- [Exercise details]:
An exact copy of the listing is required.

- [Data for this task]:
——

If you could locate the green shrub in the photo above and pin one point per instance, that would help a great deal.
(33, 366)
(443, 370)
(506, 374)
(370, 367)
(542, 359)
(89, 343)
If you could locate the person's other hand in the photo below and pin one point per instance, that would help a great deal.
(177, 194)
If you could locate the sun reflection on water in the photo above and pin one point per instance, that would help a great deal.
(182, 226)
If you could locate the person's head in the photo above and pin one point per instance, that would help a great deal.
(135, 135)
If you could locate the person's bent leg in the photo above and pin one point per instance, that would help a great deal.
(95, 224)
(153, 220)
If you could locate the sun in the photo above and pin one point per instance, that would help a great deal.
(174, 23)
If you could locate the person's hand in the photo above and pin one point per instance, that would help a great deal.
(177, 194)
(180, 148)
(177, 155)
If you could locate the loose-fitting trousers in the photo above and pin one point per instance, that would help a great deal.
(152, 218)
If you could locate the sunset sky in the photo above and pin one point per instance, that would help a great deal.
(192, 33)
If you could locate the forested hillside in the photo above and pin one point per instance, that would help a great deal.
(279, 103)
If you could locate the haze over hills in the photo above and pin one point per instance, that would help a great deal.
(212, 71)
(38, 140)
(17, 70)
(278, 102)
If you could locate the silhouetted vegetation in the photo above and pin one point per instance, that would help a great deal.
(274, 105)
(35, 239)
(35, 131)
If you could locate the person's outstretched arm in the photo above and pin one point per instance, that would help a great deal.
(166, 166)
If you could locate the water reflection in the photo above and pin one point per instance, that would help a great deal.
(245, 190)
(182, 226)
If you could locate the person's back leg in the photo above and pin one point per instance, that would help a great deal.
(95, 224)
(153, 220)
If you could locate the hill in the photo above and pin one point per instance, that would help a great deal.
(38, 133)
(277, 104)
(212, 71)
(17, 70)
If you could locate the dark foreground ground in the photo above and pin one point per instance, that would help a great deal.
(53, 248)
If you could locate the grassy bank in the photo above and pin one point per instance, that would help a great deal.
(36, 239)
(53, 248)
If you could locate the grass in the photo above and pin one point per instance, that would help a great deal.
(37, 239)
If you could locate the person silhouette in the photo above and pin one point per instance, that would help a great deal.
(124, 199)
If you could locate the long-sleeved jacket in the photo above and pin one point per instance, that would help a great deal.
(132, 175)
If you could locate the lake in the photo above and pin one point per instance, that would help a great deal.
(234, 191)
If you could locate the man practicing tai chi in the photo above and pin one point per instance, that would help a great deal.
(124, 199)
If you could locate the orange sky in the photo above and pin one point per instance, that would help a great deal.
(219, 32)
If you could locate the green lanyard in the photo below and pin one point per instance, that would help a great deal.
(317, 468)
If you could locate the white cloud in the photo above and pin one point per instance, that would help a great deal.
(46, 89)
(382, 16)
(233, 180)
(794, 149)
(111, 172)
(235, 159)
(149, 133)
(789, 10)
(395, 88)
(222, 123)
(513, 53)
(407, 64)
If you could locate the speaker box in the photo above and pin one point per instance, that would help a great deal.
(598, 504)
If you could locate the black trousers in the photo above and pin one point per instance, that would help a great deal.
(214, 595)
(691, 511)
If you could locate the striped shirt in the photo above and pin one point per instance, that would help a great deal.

——

- [Your solution]:
If you could locate the green shrub in the photo above and pin one point per instance, that would help a great deal.
(33, 366)
(443, 370)
(506, 374)
(370, 367)
(542, 359)
(89, 343)
If you could locate the person's other hand in the photo below and pin one point per instance, that would help a great deal.
(177, 194)
If you could locate the sun reflection on water in the photo above and pin one point per instance, that would help a great deal.
(182, 226)
If you could locate the person's head in the photo above and pin one point per instance, that would help a great deal.
(135, 135)
If you could locate the person's bent leg in the photo above and pin one point per instance, that would help a great deal.
(95, 224)
(153, 220)
If you could locate the sun in the photo above and pin one point per instance, that would help a great deal.
(174, 23)
If you could locate the person's hand in the photo above and pin one point per instance, that would help a great deal.
(177, 194)
(180, 148)
(177, 155)
If you could locate the loose-fitting trousers in the photo above and pin one point per instance, that would help a great deal.
(152, 218)
If you could locate the sunset sky in the photo above and pin one point per instance, that would help a great deal.
(192, 33)
If you could locate the forested hillside in the photo above and pin one point per instance, that would help a great deal.
(279, 103)
If you could locate the haze over hills in the photo above and pin one point per instance, that would help a great deal.
(212, 71)
(38, 140)
(17, 70)
(278, 102)
If you could locate the silhouetted vegetation in the photo above and pin one point per instance, that would help a great deal.
(274, 105)
(35, 239)
(35, 131)
If you could locate the person's outstretched arm in the photo above and pin one point per instance, that would help a great deal.
(166, 166)
If you could locate the water reflection in the photo above and pin one point per instance, that would help a great deal.
(245, 190)
(182, 226)
If you could locate the person's back leg in the photo above and pin one point per instance, that would help a great deal.
(95, 224)
(153, 220)
If you could locate the hill in the photo above and pin one point per instance, that would help a great deal.
(38, 133)
(277, 104)
(212, 71)
(17, 70)
If you could locate the dark foreground ground in the photo above and pin one point per instance, that would help a great deal.
(53, 248)
If you could locate the grassy bank in the photo above and pin one point per instance, that would help a great deal.
(36, 239)
(53, 248)
If you could locate the grass in the photo above and pin one point per instance, that would help a great deal.
(37, 239)
If you could locate the person silhouette in the photo above and pin one point per instance, that would help a great deal.
(124, 199)
If you could locate the long-sleeved jacket in the photo above and pin one point per instance, that would help a great deal.
(132, 175)
If you could locate the lake in the photo above and pin one point per instance, that would help a great deal.
(234, 191)
If you could locate the man practicing tai chi in the photo above and pin one point per instance, that would help a great deal.
(124, 199)
If you could locate the orange sky in the photo above and pin one point per instance, that would help a great deal.
(219, 32)
If you could locate the green lanyard in the photo below and pin one point per instance, that would help a great deal.
(317, 468)
If you could locate the white cloud in the photo above and pin one point per instance, that would help a great deal.
(46, 89)
(382, 16)
(233, 180)
(794, 149)
(111, 172)
(235, 159)
(149, 133)
(789, 10)
(395, 88)
(222, 123)
(513, 53)
(407, 64)
If you could locate the speaker box in the photo above and pin one point per instance, that would help a great deal.
(598, 504)
If you could locate the black trousers in the photo above and pin one point per instance, that would help a great deal.
(214, 595)
(691, 511)
If you could locate the striped shirt in the photo above and pin one point per instance, that would help a great deal.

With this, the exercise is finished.